■ The input
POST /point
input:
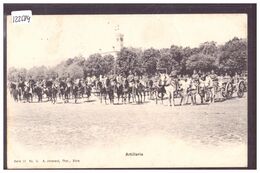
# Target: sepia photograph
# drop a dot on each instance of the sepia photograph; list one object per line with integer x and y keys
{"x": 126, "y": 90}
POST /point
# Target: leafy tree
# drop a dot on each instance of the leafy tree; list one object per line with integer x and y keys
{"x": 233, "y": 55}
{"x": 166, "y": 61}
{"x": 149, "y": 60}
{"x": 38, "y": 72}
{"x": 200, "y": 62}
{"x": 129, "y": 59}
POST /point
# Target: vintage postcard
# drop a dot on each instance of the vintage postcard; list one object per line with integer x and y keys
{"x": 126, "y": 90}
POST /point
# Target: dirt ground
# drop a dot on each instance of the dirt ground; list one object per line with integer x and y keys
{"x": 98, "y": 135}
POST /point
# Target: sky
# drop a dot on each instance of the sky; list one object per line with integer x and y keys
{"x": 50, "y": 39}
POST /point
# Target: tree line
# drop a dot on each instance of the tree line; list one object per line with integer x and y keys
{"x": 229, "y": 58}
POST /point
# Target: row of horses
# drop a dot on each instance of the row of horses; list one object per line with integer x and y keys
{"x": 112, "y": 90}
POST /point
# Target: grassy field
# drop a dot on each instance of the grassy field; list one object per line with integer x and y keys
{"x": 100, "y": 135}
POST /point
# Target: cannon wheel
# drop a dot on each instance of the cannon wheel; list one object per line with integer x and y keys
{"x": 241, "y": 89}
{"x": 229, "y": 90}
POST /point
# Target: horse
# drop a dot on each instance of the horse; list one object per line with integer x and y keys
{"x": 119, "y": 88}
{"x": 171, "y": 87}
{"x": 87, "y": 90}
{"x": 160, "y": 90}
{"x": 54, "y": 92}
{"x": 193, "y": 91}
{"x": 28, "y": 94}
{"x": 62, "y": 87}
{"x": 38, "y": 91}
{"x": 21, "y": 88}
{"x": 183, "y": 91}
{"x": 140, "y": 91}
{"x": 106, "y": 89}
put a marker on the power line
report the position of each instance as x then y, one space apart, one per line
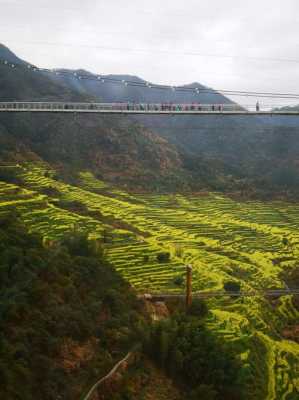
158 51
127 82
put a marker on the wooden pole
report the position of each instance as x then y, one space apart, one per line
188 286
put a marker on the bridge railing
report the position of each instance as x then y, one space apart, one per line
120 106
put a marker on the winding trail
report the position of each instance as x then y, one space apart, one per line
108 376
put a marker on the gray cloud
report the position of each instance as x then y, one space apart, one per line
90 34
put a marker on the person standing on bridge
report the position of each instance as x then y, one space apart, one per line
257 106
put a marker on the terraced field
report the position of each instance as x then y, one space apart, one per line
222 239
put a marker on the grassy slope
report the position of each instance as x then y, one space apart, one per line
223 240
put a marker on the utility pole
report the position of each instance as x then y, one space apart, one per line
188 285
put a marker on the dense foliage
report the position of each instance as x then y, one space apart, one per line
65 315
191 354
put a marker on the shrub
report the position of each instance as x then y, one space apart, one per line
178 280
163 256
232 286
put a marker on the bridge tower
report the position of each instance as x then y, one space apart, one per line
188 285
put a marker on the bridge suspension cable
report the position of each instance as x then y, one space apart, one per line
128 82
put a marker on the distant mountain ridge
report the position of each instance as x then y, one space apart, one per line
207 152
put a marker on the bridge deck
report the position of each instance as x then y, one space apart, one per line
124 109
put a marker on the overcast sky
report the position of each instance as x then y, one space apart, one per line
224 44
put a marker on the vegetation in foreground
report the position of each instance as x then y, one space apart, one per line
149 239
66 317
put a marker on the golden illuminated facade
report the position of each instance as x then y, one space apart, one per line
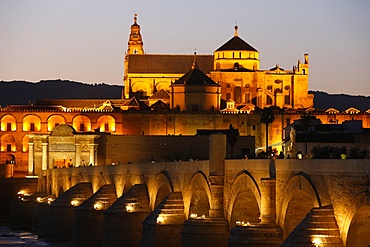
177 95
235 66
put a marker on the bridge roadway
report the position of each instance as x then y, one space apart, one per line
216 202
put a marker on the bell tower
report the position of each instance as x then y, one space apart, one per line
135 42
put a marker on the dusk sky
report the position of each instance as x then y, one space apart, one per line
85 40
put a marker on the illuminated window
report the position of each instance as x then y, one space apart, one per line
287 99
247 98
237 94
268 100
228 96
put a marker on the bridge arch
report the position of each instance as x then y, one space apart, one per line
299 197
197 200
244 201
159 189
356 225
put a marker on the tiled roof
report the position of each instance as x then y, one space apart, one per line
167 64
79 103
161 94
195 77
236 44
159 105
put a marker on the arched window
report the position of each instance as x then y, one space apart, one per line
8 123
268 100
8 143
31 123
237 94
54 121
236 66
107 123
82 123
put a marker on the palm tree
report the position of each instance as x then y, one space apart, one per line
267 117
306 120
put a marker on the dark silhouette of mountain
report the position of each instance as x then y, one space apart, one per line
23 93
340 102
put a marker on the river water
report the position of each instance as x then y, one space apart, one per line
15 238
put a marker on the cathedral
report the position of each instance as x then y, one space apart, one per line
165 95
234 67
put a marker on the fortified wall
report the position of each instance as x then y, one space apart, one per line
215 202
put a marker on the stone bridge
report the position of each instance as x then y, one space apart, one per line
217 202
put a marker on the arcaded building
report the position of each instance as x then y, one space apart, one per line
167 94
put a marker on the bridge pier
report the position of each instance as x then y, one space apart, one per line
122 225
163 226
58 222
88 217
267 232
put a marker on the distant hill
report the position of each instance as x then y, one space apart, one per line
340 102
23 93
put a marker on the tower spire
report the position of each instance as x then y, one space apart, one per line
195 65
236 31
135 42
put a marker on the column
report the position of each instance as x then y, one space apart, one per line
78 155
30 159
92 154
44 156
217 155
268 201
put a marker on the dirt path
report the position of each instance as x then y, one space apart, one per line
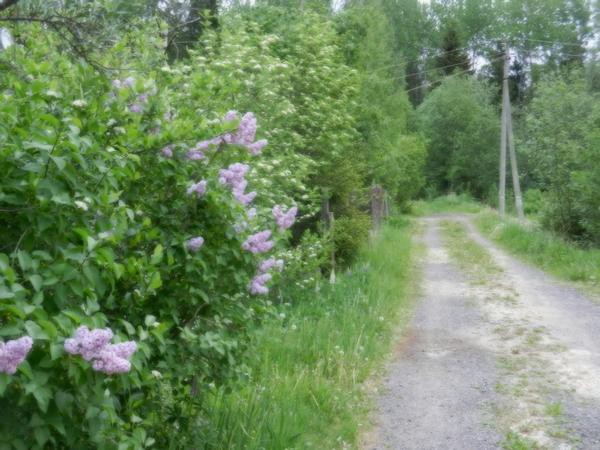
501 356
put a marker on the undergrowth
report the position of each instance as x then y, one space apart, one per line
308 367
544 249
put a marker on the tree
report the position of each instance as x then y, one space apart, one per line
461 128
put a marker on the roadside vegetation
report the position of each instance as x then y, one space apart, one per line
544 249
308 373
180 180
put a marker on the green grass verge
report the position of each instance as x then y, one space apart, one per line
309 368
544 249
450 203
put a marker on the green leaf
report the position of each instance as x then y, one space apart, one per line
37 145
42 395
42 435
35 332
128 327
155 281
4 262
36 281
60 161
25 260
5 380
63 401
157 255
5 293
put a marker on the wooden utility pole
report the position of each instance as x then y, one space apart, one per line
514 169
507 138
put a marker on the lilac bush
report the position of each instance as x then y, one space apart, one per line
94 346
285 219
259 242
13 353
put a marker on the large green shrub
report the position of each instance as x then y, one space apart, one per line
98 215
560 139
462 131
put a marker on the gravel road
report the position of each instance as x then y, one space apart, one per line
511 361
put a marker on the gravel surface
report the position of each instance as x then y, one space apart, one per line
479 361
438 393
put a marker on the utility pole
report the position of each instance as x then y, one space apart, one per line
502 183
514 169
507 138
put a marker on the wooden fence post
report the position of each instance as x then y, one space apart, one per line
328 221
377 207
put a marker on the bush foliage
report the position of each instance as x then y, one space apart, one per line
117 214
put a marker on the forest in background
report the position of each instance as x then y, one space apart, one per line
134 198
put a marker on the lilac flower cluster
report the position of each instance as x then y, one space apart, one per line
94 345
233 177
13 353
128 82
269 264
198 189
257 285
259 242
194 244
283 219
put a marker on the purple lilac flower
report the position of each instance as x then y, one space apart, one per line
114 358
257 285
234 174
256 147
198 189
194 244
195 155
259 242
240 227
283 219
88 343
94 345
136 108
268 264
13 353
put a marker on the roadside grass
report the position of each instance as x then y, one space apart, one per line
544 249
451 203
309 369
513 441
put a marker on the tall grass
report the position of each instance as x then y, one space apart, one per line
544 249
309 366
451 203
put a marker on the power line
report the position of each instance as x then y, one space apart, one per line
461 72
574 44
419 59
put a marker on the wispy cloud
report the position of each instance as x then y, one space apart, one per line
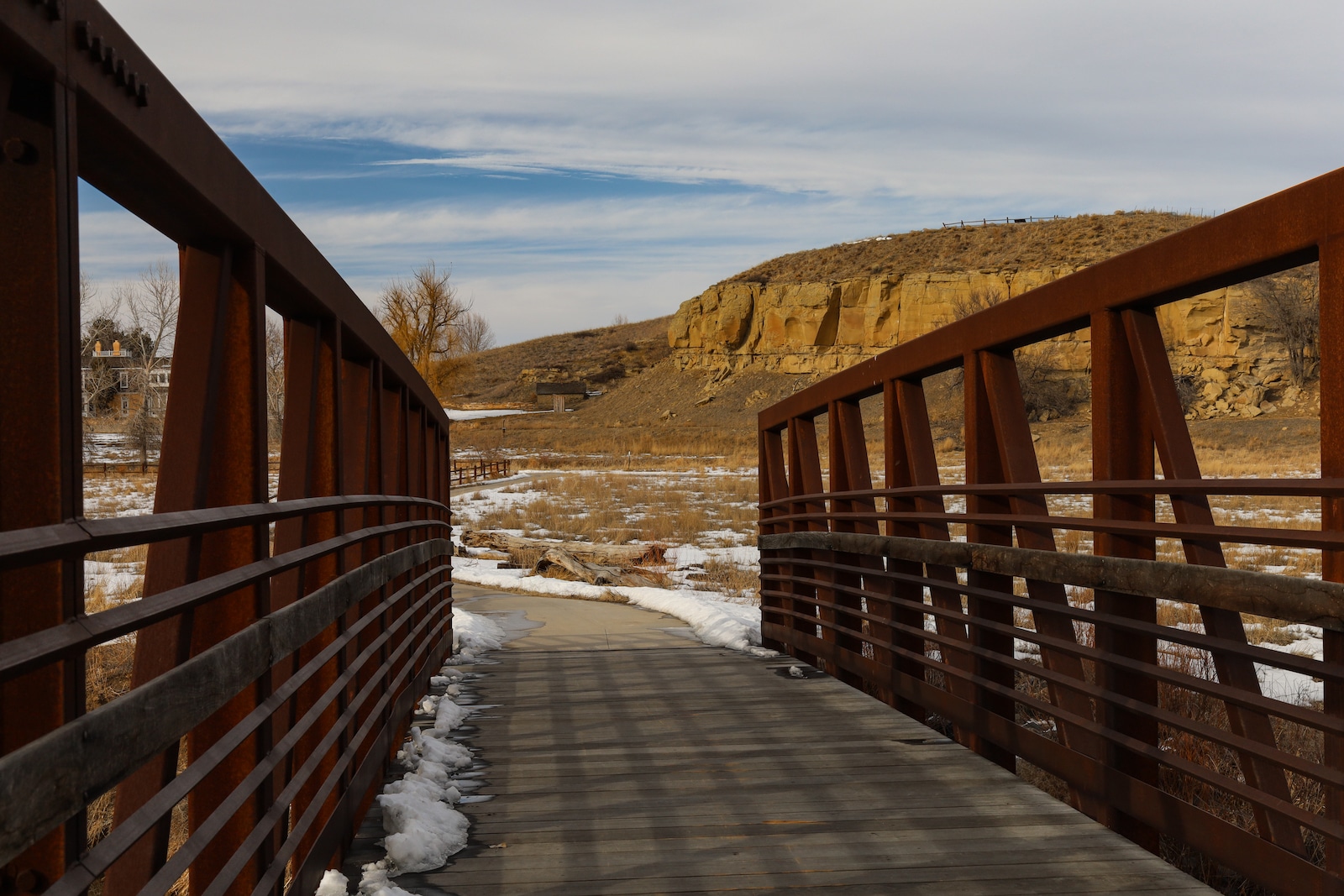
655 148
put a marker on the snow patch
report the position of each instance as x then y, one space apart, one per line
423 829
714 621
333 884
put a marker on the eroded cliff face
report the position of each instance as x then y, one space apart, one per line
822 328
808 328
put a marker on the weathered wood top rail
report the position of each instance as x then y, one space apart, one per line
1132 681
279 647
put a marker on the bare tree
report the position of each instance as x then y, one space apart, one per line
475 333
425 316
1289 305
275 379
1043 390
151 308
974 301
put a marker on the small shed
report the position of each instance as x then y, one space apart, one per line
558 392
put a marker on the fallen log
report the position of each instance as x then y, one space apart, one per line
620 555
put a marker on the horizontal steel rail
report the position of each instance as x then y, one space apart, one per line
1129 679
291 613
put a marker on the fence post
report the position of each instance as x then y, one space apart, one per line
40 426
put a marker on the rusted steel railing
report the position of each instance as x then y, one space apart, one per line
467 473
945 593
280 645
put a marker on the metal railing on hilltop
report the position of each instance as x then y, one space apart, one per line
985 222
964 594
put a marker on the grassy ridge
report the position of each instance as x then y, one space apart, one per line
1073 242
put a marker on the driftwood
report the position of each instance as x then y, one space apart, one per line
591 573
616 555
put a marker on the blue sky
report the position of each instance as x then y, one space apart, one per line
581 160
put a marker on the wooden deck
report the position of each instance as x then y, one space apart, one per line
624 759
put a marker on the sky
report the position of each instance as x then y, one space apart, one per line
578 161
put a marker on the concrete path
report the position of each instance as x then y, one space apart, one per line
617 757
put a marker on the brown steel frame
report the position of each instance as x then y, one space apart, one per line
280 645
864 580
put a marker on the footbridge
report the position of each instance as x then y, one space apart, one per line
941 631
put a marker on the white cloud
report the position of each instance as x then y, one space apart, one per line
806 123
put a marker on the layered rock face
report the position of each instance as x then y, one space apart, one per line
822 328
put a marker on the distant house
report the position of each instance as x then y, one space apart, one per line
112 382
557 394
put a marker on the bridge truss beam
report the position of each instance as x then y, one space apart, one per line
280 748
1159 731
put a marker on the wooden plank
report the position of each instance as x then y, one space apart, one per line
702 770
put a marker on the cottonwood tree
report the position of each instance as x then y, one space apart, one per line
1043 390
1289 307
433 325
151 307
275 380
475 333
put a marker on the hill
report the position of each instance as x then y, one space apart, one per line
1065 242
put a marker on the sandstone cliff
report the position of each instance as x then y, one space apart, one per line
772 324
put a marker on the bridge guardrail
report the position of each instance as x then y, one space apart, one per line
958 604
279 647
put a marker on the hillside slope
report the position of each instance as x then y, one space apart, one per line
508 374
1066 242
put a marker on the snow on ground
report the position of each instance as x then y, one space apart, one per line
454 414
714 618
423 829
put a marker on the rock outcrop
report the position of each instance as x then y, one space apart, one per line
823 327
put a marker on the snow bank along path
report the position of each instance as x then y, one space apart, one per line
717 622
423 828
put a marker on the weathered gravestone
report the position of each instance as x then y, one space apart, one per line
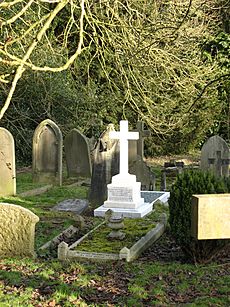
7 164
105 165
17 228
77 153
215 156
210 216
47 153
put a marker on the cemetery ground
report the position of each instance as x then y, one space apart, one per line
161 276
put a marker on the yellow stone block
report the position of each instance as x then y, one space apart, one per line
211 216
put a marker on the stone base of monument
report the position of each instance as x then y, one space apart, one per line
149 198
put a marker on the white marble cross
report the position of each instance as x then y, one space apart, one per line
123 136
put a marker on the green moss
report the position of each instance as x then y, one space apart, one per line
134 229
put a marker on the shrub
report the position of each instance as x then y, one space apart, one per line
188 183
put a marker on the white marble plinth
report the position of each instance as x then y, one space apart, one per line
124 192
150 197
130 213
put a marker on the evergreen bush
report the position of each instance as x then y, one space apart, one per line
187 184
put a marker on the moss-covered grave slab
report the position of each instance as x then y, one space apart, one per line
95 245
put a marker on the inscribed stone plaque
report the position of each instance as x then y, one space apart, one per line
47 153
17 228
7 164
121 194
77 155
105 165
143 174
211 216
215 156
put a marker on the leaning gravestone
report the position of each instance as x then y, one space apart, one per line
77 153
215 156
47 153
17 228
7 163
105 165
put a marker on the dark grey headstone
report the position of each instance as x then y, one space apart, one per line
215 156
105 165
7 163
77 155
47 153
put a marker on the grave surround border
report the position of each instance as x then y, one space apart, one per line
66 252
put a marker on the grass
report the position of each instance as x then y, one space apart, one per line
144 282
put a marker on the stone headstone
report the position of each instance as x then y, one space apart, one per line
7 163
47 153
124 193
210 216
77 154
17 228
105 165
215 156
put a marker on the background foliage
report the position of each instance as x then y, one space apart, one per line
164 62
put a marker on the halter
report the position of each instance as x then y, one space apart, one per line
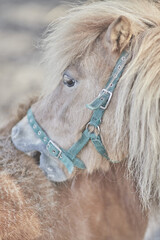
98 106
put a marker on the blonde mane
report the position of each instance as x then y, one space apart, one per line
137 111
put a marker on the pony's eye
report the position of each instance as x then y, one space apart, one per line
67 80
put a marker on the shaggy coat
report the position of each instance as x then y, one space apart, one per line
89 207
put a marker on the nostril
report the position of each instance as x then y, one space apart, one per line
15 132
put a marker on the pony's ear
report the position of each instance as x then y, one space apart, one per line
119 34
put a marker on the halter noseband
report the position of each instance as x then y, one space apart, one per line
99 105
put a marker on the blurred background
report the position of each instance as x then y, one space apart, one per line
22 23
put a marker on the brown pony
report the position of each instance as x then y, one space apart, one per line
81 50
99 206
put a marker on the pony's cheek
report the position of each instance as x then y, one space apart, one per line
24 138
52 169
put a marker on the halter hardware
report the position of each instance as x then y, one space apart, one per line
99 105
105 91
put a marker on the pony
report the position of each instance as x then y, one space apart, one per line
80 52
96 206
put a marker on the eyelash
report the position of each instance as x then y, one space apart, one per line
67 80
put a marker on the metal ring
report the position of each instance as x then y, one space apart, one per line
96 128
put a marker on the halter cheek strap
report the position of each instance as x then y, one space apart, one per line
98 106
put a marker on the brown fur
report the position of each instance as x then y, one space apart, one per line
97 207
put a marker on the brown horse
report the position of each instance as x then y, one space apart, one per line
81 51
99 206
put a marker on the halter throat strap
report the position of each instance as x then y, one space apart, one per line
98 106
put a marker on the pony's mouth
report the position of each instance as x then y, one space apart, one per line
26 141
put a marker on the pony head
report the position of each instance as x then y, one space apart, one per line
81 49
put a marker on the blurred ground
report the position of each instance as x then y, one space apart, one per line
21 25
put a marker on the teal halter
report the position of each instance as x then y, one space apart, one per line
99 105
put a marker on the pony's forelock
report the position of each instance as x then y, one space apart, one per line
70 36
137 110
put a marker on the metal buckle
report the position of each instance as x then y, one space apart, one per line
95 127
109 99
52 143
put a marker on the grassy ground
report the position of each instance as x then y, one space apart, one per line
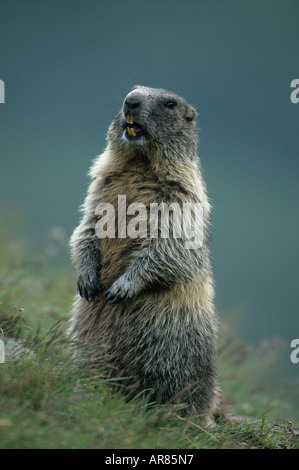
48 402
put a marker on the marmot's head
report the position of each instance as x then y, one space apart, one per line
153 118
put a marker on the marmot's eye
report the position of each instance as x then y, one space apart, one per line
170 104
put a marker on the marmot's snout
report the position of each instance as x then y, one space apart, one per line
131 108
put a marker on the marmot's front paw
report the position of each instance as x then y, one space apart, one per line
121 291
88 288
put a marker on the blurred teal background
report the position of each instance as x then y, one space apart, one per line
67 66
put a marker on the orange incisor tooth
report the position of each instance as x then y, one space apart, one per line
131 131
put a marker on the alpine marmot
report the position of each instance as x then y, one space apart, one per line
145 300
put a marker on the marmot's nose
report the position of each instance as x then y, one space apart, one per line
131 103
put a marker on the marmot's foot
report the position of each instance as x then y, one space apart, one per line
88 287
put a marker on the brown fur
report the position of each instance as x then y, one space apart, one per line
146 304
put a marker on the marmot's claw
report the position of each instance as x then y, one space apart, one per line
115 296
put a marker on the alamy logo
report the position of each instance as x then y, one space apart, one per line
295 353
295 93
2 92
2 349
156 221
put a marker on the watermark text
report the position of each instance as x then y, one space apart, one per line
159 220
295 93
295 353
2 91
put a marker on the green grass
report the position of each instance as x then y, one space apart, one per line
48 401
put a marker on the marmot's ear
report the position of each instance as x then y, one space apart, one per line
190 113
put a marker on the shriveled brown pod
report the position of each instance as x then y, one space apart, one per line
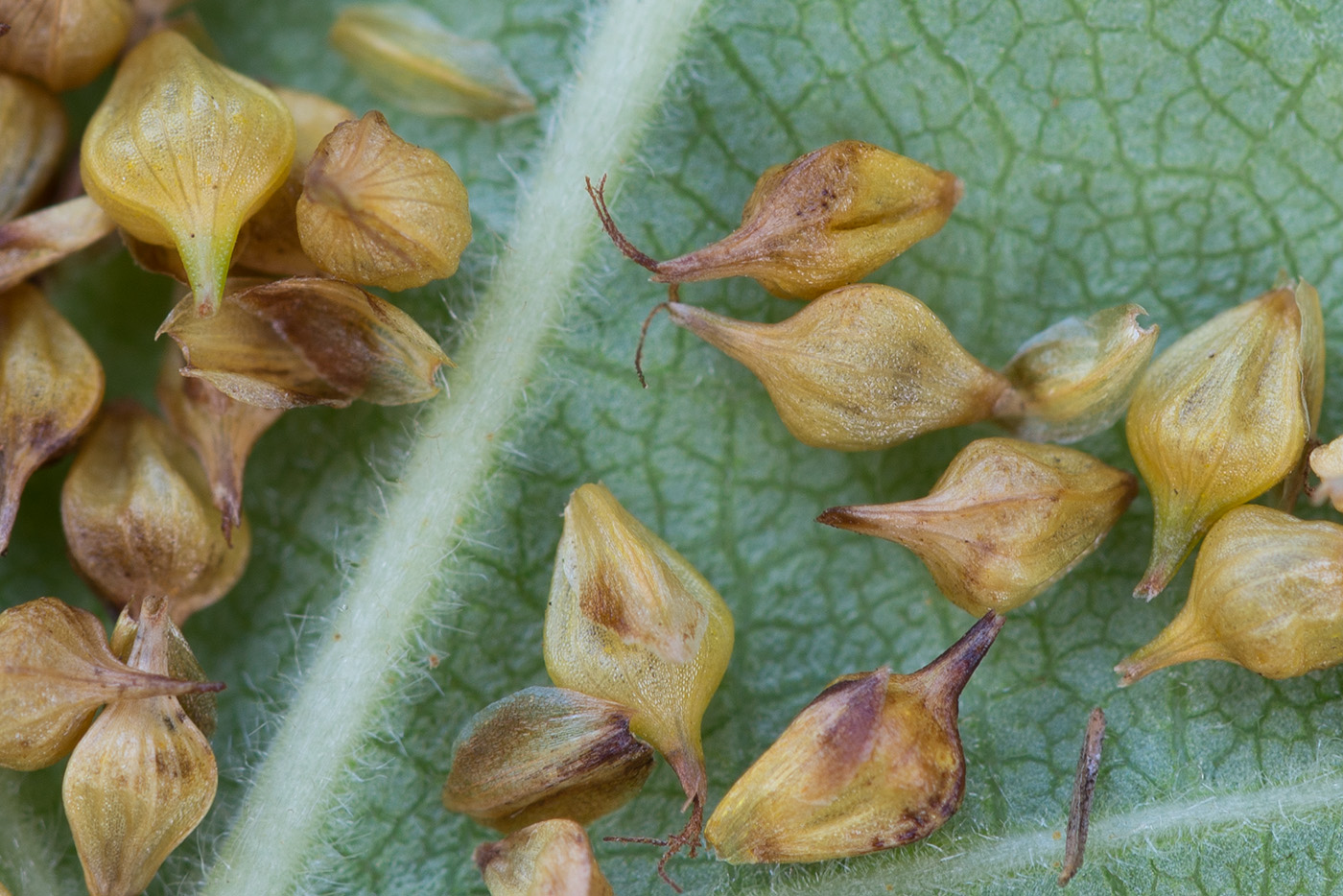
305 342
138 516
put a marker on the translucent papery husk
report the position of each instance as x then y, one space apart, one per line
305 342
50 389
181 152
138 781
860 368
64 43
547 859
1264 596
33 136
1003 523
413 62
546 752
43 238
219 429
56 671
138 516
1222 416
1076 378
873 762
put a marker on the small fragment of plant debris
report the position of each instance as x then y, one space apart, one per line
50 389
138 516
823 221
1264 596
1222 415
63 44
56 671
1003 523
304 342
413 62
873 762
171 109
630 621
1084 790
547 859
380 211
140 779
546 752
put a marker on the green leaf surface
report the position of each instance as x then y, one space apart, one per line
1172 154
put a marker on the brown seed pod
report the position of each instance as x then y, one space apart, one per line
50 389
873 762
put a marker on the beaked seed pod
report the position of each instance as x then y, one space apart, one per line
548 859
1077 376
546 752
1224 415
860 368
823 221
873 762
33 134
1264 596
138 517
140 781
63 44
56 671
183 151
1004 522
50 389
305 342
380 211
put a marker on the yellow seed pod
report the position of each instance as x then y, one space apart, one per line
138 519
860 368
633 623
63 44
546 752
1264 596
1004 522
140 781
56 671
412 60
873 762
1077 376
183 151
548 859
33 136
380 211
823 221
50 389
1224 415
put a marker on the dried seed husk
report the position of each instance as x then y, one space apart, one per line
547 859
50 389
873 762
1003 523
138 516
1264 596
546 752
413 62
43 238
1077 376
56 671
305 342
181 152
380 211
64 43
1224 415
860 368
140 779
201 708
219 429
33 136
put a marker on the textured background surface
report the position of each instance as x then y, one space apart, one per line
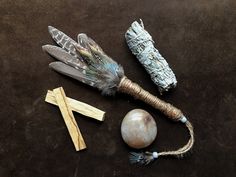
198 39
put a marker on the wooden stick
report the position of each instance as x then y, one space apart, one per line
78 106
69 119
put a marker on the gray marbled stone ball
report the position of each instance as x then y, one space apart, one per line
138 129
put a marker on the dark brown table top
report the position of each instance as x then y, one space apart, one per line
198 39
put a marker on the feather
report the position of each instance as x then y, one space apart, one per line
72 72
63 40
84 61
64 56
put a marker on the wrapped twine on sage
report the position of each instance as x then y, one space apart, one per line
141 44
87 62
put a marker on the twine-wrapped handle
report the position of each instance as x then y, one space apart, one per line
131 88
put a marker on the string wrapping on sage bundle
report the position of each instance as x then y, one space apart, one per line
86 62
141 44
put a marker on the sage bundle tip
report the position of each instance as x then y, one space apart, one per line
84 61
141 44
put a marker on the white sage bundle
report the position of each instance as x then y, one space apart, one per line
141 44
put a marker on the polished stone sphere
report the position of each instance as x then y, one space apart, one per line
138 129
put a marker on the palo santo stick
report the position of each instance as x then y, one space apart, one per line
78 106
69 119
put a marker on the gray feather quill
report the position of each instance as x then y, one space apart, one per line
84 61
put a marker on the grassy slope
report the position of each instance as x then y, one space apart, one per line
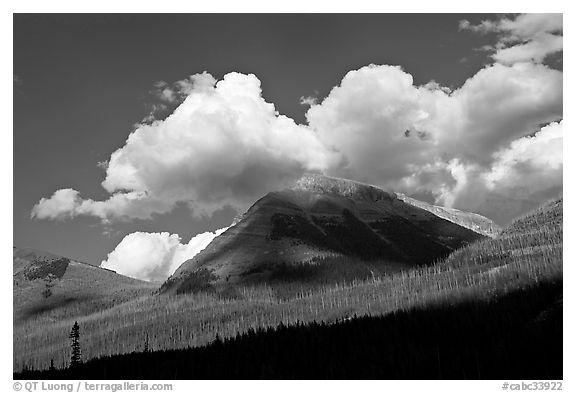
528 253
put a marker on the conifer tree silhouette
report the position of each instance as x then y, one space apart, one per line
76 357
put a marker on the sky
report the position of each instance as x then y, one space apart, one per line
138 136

■ Task description
From the listing above, repeat exactly the lines starting at the line that includes "put a marker on the hillside slope" and ending at the line that includes "put a marker on the snow bank along path", with nothing outside that span.

■ Output of the exercise
put a marker on the hillside slope
report the position of each instance as x then y, one space apart, one per line
508 374
1066 242
put a marker on the snow on ground
report the position of each instance as x then y, one space apart, one per line
454 414
714 618
423 829
put a marker on the rock outcrop
report the position of each instance as x then y, one space apart, one per line
823 327
put a marker on the snow bank along path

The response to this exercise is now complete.